**Task description:**
Retype every row below character for character, leaving out any pictures.

— START —

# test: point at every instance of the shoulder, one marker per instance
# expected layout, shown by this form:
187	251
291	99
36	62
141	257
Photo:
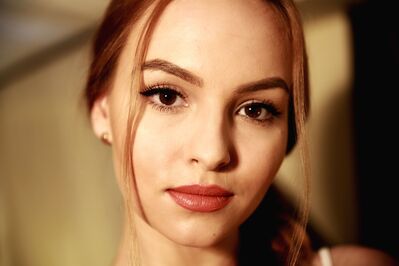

— END —

**Full response:**
# test: point at every instance of the shoulder, one marker per instance
# expected layout, shown by this form:
187	251
291	99
36	62
141	257
Photo:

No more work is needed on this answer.